* Start PROVIDED ENTRIES *
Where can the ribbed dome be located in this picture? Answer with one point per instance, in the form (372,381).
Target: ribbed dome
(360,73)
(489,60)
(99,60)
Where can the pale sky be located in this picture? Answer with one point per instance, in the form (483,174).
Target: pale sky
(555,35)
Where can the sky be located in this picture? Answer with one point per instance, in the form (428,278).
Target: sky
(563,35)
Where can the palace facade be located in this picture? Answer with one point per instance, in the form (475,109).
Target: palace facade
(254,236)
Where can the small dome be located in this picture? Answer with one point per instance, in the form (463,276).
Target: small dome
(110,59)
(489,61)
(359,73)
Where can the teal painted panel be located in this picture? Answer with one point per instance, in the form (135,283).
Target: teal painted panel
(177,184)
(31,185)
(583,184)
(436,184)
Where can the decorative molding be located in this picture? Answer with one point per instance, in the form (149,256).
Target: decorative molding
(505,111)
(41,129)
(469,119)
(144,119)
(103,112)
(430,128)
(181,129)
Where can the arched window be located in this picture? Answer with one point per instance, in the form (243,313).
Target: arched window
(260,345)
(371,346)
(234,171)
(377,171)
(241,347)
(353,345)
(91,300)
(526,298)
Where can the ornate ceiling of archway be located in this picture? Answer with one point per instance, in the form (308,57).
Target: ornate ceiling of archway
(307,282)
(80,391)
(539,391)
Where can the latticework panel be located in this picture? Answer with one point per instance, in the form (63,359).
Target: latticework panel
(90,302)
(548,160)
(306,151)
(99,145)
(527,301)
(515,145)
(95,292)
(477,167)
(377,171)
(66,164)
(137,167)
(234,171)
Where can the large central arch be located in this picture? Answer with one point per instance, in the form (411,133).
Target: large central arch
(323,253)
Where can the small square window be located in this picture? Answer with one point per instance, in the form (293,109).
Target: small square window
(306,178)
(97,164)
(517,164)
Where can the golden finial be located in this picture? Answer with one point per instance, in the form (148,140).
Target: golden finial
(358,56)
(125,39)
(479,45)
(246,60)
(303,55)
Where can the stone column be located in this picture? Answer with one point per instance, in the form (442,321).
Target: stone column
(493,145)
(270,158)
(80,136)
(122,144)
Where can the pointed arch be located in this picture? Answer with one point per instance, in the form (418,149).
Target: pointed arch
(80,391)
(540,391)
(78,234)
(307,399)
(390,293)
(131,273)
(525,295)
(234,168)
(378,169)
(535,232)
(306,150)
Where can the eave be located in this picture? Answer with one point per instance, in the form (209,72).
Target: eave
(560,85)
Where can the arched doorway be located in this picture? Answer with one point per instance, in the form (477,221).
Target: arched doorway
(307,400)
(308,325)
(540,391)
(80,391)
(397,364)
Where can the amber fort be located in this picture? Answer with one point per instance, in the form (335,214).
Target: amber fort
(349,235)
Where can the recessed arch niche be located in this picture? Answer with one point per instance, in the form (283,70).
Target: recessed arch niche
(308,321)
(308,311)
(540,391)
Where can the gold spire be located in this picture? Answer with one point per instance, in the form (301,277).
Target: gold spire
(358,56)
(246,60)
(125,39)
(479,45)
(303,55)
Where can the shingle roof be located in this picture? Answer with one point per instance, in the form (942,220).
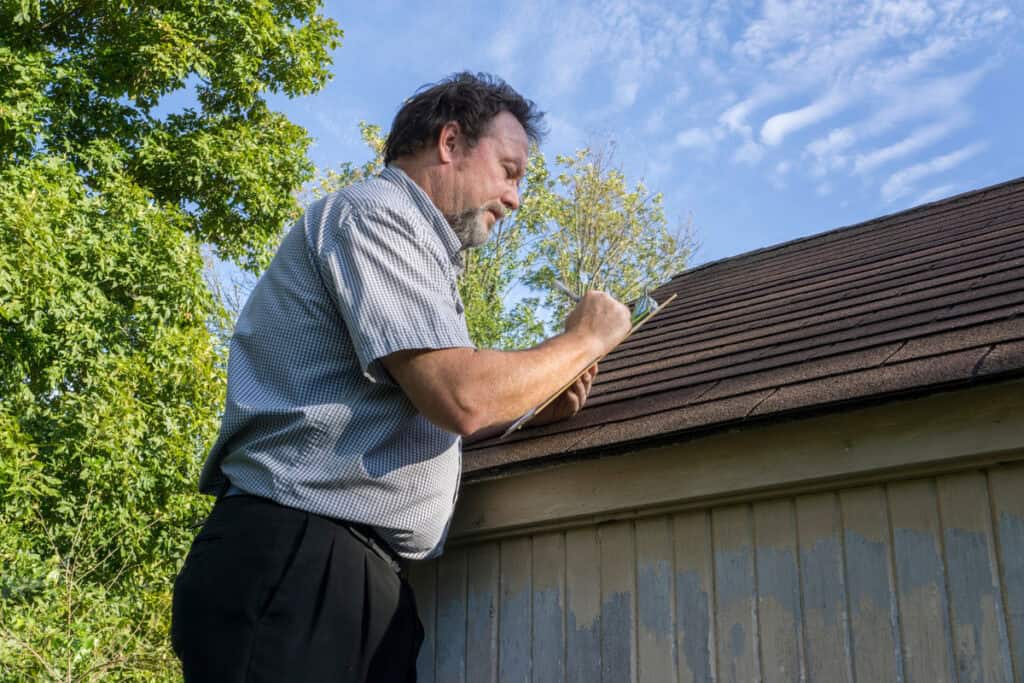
* End PROVIDED ENTRIES *
◆ **DIRECTIVE**: Please identify each line above that contains the word "palace", and copy every such line.

◆ **WORKED SOLUTION**:
Where can the palace facade be located in this picture? Answer with one point per instance, in the form (475,109).
Target: palace facade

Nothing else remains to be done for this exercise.